**TASK:**
Write out all of the entries that follow, word for word, but skip the pictures.

**DATA PROVIDED:**
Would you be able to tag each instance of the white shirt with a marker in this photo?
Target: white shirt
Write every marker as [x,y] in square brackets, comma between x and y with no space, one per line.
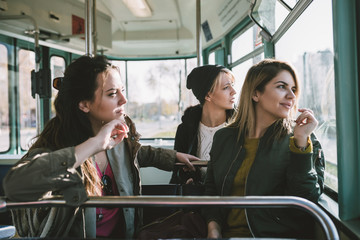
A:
[205,139]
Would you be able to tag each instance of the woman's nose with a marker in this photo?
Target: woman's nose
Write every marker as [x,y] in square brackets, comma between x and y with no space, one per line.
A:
[233,91]
[291,94]
[122,99]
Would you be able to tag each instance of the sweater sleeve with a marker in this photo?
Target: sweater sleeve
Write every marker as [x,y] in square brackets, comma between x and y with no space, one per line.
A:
[41,172]
[302,178]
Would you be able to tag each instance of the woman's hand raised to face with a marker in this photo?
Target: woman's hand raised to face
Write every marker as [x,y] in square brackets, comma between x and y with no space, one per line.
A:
[112,133]
[108,137]
[305,125]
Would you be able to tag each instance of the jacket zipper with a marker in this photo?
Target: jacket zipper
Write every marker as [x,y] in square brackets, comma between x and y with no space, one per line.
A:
[232,163]
[246,217]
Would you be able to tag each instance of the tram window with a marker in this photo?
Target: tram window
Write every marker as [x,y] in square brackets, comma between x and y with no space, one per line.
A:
[4,100]
[240,73]
[57,70]
[212,58]
[271,14]
[153,96]
[27,103]
[313,55]
[246,43]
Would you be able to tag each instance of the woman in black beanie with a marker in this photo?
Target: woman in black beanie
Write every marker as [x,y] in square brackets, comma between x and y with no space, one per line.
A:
[212,85]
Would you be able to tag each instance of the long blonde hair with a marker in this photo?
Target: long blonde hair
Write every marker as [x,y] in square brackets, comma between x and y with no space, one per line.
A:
[256,79]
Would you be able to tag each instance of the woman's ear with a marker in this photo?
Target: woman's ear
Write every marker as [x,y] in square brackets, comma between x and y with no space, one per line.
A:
[84,106]
[255,96]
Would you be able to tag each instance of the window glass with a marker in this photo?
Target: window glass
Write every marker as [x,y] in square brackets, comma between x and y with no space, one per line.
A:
[27,103]
[57,65]
[240,73]
[270,14]
[246,43]
[313,58]
[212,58]
[156,95]
[4,100]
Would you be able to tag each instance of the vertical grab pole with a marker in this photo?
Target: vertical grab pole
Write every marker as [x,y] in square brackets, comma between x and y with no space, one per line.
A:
[198,33]
[88,28]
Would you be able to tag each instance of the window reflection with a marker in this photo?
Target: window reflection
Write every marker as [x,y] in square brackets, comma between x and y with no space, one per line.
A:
[157,94]
[4,100]
[27,103]
[313,58]
[57,70]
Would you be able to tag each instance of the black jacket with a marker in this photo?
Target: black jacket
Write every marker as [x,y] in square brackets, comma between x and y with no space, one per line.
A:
[276,171]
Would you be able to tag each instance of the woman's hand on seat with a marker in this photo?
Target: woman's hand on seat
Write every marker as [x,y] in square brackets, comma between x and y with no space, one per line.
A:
[186,159]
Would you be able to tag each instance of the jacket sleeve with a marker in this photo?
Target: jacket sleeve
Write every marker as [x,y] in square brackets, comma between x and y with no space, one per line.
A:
[161,158]
[40,172]
[303,179]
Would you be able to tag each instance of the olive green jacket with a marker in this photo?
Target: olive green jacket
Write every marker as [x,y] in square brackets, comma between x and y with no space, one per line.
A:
[276,171]
[42,173]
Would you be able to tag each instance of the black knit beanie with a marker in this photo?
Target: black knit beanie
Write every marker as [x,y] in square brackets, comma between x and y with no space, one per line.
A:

**TASK ANSWER:**
Would you be able to tag each instance of the white shirt with a marker in this photo?
Target: white shirt
Write every marker as [x,y] in square brackets, comma between x and y with no space, one per line.
A:
[205,139]
Would you be able to tag each instance of the woman's nose with a marker in this photo?
Target: woman's nose
Write every marker as [x,y] in square brackets, comma between x and y with no space, one per line.
A:
[233,91]
[291,94]
[122,99]
Would you be able to tag each instance of the sweater sleeve with a marker in this photo?
Target: sweater sleeve
Write every marker as [x,y] in square brackets, comma between x and y with no space, one per line.
A:
[41,172]
[302,178]
Would you be able to tag each instance of the woman's hand raised to face with a marker in this photo?
Target: woman's hand raised to face
Write every marker as [x,y] in square brackets, comma between x and y with no space, one per line.
A:
[112,133]
[108,137]
[305,125]
Would you be able to tag each instance of the jacket zipper with a marker in this photo?
Target: jacket zipper
Write every marker as [x,y] in square brackets, comma between x and y with no space, one per line.
A:
[232,163]
[246,217]
Would you be able to tag each instance of the tram window with a marker in this photo?
Target: tram window
Write every marker as [x,y] in square brackets, comma between x and y with no space, one per line.
A:
[4,100]
[240,73]
[57,70]
[212,58]
[271,14]
[153,96]
[27,103]
[313,55]
[246,43]
Would you be able to tag each instance of the woman in black beanie with a marker in this photo?
Target: woman in black beanie
Write every marker as [x,y] in square brackets, comma between x and y with no space, one per line.
A:
[212,85]
Would you be able to tag each instance of the long blonde hair with a marker in this photo?
Target: long blonde hair
Write every marker as [x,y] in square brackets, comma between x and y with no space, one per line.
A:
[256,79]
Would you be able to tag each instance of the woman's ear with a marker in this photo?
Target: woman's ear
Write every marker as [x,y] in square brackets, comma between x and y with no space, one per line.
A:
[84,106]
[255,96]
Would you be able to tag each instance of the window glass with a marker in this photo?
Target: window glass
Write every marker as [x,y] in square brackets, comma between x and y with no space, one per line.
A:
[27,103]
[57,65]
[240,73]
[270,14]
[246,43]
[313,58]
[212,58]
[156,95]
[4,100]
Would you be able to tag each instance of the vertical grab pole with a marker in this photo?
Target: vertical grab pole
Write every marker as [x,y] in square brackets, comma between x and y with no space, one per line.
A:
[198,33]
[88,28]
Would you be able to tag each instance of the window reflection with a marker in this photo?
Target: window reflection
Write every marker as [x,y] in square brackets, comma between x and y with no space, one per line.
A:
[157,94]
[4,100]
[27,103]
[313,58]
[57,70]
Would you be able to tag each instance of the black jacket with a marker in this photo?
Target: black jacket
Write every marker as [x,y] in square brackets, comma between x and y with no space, one per line.
A:
[276,171]
Would you be able to tag each instance of the woman's hand on seat with a marker in this photo?
Target: woman's hand on seat
Write every marker as [x,y] in square brackets, comma between x and y with no space, one per line.
A:
[186,159]
Would you be able to tag each instance of the jacket sleeve with a marker in this photo?
Target: jacket sleeve
Write every marker as [x,y] in square brackets, comma between x and y with no space, one per line.
A:
[161,158]
[40,172]
[303,179]
Would you be able to tag each instance of the olive green jacket with a marker in this photo?
Target: olive green jacket
Write every marker as [x,y] in square brackets, comma between x and y with no space, one per line.
A:
[276,171]
[42,173]
Would you be able to tag each instance of the black knit beanie with a marker in this photo?
Target: black knit beanie
Write every marker as [x,y] in square brackets, comma between x and y with no space, one per line.
A:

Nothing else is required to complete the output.